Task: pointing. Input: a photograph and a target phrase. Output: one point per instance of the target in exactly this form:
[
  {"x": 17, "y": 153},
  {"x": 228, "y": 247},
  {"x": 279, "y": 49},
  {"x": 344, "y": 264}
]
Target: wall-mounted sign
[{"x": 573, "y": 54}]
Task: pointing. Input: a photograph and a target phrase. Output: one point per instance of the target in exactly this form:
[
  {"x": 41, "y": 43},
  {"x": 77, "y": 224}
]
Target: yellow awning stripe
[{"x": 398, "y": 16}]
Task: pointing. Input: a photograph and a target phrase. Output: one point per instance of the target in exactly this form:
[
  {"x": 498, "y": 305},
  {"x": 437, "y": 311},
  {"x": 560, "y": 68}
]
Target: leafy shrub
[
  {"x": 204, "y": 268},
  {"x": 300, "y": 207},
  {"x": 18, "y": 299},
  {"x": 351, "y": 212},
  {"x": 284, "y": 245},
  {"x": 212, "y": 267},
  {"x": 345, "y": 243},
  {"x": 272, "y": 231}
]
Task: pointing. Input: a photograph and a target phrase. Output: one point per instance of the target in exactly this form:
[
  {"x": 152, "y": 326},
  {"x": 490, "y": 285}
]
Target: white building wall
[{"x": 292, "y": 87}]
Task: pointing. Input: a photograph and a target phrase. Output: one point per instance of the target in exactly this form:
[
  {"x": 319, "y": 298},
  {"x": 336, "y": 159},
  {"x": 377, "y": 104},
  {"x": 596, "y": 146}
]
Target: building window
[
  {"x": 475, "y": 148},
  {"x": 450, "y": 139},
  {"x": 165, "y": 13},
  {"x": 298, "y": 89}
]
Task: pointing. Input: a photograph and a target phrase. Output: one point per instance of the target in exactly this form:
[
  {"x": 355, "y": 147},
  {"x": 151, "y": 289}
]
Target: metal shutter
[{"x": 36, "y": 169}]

STATED PROBLEM:
Reproduce all of the data exactly as given.

EXERCISE OUTPUT:
Task: pointing. Input: a photograph and a target phrase. Output: one point per instance of the target in exactly this form:
[
  {"x": 17, "y": 153},
  {"x": 228, "y": 247},
  {"x": 279, "y": 49},
  {"x": 344, "y": 264}
]
Target: wall-mounted sign
[{"x": 573, "y": 54}]
Task: pointing. Input: a photograph and a target phrase. Output: one point per instance of the target in exactly this form:
[
  {"x": 41, "y": 43},
  {"x": 77, "y": 224}
]
Target: yellow awning stripe
[{"x": 398, "y": 16}]
Task: pointing. Input: a photograph and a target phrase. Output: one point per instance of the target in exactly this form:
[
  {"x": 498, "y": 305},
  {"x": 437, "y": 311},
  {"x": 560, "y": 68}
]
Target: leafy shrub
[
  {"x": 204, "y": 268},
  {"x": 300, "y": 207},
  {"x": 18, "y": 299},
  {"x": 351, "y": 212},
  {"x": 284, "y": 245},
  {"x": 212, "y": 267},
  {"x": 345, "y": 243},
  {"x": 272, "y": 231}
]
Task: pointing. Input: a photograph and a target phrase. Output: one point per instance of the target in exactly this form:
[
  {"x": 152, "y": 326},
  {"x": 490, "y": 285}
]
Target: white building wall
[{"x": 292, "y": 87}]
Task: pointing. Input: a photograph and a target phrase. Output: one point per instance of the target in exactly this form:
[
  {"x": 319, "y": 298},
  {"x": 336, "y": 159},
  {"x": 377, "y": 104},
  {"x": 596, "y": 146}
]
Target: building window
[
  {"x": 475, "y": 148},
  {"x": 450, "y": 139},
  {"x": 165, "y": 13},
  {"x": 298, "y": 89}
]
Task: pointing. Input: a photograph and a target phrase. Output: one point per instance of the target in exactly this form:
[
  {"x": 355, "y": 147},
  {"x": 151, "y": 289}
]
Target: metal shutter
[{"x": 36, "y": 169}]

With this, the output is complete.